_Task data_:

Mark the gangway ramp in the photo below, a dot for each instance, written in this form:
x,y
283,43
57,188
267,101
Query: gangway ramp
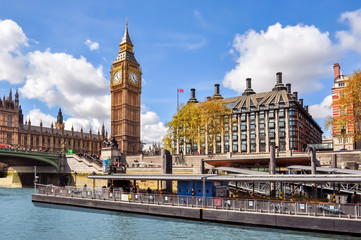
x,y
242,171
326,169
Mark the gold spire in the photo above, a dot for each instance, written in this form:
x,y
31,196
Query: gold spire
x,y
126,38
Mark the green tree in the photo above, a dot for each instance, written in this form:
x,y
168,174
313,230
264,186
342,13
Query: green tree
x,y
349,117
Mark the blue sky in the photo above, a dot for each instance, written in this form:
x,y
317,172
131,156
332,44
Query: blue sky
x,y
59,53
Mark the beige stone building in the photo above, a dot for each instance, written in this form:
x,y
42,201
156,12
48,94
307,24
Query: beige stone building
x,y
15,132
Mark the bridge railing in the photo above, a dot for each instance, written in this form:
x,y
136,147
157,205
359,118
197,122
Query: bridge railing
x,y
235,204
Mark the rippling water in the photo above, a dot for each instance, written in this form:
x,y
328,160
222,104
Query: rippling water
x,y
21,219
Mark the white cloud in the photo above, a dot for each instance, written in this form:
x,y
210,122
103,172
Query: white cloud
x,y
12,63
300,52
36,116
351,39
74,84
92,45
152,129
323,109
185,41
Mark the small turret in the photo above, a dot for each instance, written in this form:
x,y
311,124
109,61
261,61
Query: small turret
x,y
59,120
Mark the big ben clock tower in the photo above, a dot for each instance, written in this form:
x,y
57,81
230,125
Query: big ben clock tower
x,y
125,88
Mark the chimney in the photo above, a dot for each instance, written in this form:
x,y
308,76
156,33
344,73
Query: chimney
x,y
288,86
279,77
336,70
193,96
301,102
217,95
248,90
248,82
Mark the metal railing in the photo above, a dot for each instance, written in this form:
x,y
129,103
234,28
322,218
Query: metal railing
x,y
352,211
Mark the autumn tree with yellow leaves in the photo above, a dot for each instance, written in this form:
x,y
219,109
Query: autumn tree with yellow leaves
x,y
195,123
347,123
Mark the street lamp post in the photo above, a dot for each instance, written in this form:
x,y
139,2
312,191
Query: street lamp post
x,y
75,173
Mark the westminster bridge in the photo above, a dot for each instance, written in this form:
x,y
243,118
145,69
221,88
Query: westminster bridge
x,y
16,158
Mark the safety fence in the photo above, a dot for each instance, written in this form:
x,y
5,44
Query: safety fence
x,y
235,204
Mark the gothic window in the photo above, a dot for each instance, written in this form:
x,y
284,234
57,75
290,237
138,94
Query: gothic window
x,y
9,137
9,122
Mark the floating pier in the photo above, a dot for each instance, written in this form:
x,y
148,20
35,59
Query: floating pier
x,y
336,218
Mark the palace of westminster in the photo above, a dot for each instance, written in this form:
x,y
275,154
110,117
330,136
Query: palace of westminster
x,y
256,120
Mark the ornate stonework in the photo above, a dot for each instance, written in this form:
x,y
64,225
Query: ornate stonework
x,y
125,88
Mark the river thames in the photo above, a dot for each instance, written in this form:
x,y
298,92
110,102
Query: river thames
x,y
21,219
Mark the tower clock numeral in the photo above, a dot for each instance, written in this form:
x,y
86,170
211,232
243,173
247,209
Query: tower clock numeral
x,y
117,77
133,77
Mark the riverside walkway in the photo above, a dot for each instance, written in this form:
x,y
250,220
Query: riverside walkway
x,y
341,218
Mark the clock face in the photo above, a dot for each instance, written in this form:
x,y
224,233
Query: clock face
x,y
133,77
117,77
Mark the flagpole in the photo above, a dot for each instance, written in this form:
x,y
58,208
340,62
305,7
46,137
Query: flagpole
x,y
177,100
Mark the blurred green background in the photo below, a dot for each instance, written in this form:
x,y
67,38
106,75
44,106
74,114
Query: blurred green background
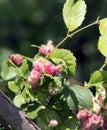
x,y
26,22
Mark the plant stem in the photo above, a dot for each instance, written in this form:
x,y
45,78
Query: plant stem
x,y
72,34
104,65
87,26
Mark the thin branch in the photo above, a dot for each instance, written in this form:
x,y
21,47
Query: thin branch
x,y
14,116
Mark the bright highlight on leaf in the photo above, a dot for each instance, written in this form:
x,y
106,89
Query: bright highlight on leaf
x,y
103,27
102,43
73,14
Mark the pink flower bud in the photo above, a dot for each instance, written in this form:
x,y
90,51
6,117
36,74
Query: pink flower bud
x,y
53,123
87,123
96,107
83,114
40,65
104,127
16,59
97,120
34,77
35,87
50,69
47,49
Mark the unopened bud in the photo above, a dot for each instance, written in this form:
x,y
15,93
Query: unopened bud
x,y
53,123
16,59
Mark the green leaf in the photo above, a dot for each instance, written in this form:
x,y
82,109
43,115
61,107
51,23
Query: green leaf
x,y
7,73
102,45
71,99
103,27
49,115
18,100
66,58
71,123
33,114
98,78
83,95
74,13
13,87
78,97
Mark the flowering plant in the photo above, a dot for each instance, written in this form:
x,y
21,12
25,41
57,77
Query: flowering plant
x,y
41,86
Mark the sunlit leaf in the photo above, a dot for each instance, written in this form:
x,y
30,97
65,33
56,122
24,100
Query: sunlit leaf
x,y
102,45
66,58
7,73
74,13
103,27
19,100
98,78
71,123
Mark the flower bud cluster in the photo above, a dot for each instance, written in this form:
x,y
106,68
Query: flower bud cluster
x,y
43,66
98,100
16,59
90,121
47,49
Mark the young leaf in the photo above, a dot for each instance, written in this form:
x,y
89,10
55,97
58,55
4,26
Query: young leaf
x,y
71,124
66,58
102,45
103,27
74,13
98,78
71,99
77,96
7,73
83,95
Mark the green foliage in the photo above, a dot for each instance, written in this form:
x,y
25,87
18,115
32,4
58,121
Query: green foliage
x,y
73,14
102,43
98,78
7,73
78,97
66,58
71,124
52,96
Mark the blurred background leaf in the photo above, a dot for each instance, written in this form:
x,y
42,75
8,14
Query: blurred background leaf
x,y
27,22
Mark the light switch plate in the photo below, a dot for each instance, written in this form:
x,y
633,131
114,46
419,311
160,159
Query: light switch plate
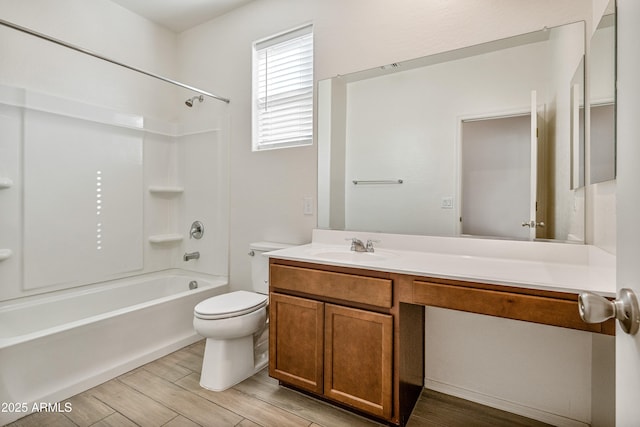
x,y
307,205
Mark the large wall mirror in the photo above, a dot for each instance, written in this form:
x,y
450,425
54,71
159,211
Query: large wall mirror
x,y
476,141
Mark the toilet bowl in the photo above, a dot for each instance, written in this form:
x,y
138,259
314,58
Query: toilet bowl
x,y
235,327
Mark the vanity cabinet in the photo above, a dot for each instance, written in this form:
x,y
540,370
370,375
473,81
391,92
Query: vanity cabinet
x,y
331,333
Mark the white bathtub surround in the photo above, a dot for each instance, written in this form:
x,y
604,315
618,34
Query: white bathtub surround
x,y
92,334
542,372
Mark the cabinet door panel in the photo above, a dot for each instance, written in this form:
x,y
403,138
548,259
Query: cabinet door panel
x,y
296,341
358,359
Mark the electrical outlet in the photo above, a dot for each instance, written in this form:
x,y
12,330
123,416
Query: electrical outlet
x,y
307,205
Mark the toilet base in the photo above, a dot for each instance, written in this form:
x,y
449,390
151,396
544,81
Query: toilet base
x,y
229,362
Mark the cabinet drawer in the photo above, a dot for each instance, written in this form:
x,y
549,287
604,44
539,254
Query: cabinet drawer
x,y
529,308
348,287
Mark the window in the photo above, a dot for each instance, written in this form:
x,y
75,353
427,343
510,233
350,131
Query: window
x,y
283,90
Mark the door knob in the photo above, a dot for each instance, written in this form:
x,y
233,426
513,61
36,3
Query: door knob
x,y
595,309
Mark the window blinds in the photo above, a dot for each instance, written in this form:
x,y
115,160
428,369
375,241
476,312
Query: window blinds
x,y
283,90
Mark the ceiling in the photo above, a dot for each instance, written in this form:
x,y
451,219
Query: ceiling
x,y
180,15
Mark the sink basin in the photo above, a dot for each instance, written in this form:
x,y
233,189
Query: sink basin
x,y
351,256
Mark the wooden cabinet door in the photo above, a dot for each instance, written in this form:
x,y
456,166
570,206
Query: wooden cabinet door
x,y
296,341
358,359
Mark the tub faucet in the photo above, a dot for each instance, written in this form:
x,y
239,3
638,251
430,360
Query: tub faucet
x,y
191,255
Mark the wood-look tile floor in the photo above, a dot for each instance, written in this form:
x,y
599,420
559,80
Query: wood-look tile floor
x,y
166,393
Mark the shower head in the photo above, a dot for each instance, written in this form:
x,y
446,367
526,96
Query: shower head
x,y
189,102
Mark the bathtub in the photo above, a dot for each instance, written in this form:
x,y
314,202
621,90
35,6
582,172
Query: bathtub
x,y
55,346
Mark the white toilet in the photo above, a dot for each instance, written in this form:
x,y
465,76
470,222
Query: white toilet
x,y
235,326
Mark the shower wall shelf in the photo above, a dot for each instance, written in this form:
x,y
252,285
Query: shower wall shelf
x,y
165,238
167,189
5,254
5,183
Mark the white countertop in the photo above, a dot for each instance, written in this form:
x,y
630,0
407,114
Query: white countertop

_Stated goal_:
Reproduce the part of the material that opens with the line containing "Mark the window blinds" and closes at the end of the material, substituting "soaking tub" for "bathtub" and leaving everything else untouched.

_Solution to the exercise_:
Mark the window blinds in the photo above, a dot for each instance, written in this form:
x,y
115,160
428,369
375,241
476,312
Query: window blinds
x,y
283,90
Mark the ceiling in the photo above, a dot for each instance, written in this form:
x,y
451,219
Query: ceiling
x,y
180,15
Mark the sink basin in the photo above, a dot for each instance, written in this form:
x,y
233,189
Query: sink basin
x,y
351,256
Mark the wooden cabinet door in the photo above, a dot for each instance, written in this form:
x,y
456,166
570,206
Query: wooden cabinet door
x,y
296,341
358,359
Mark the tub faucet in the photo above, a dot for each instance, written in this form:
x,y
239,3
638,251
430,360
Query: tub faucet
x,y
191,255
Mark the wood-look tile floor in the photo above, a dot for each instance, written in this form:
x,y
599,420
559,80
Query: wood-look tile floor
x,y
166,393
Mark the shower head in the photo above, a dot for each instance, written in this form:
x,y
446,367
526,96
Query: shower head
x,y
189,102
Mark the soaking tub in the photo above, a dot for each instance, written in this form:
x,y
314,202
621,90
35,6
582,172
Query: soaking tub
x,y
55,346
Mark the white toilet in the photo above, a dot for each instance, written in this form:
x,y
465,76
470,222
Query: white toilet
x,y
235,326
Mark the shower wall shelf in the photo above, a dot for each instance, written in this form:
x,y
252,285
Query: shower wall shelf
x,y
165,238
167,189
5,254
5,183
Mark the white countertop in the photo above, a dot for each instance, written in this form:
x,y
630,0
407,114
Query: white countertop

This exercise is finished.